— Problem details —
Reproduce every item below verbatim, preserving each character, tag, and line break.

— Records for processing —

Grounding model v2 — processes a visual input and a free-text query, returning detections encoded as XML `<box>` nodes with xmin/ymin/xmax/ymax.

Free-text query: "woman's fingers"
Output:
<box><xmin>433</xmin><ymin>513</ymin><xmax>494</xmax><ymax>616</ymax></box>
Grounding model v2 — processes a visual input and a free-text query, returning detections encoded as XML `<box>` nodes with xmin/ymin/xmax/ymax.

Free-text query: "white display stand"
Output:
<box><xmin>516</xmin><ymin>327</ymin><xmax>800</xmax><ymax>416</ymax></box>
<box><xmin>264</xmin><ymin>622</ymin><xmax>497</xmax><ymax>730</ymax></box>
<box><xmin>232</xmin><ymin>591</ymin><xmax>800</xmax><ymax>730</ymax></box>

— Output below —
Grounding model v2 — processes a visual input and a free-text query, returning detections encoded as XML `<box>` nodes with xmin/ymin/xmax/ymax.

Free-text query: "woman's fingers"
Output:
<box><xmin>433</xmin><ymin>513</ymin><xmax>494</xmax><ymax>616</ymax></box>
Grounding model v2 — processes a visual input and a free-text query, returning detections encoded as XML `<box>` nodes with xmin/ymin/xmax/ymax.

Free-text query: "white display stand"
Output:
<box><xmin>516</xmin><ymin>327</ymin><xmax>800</xmax><ymax>416</ymax></box>
<box><xmin>264</xmin><ymin>622</ymin><xmax>497</xmax><ymax>730</ymax></box>
<box><xmin>232</xmin><ymin>591</ymin><xmax>800</xmax><ymax>730</ymax></box>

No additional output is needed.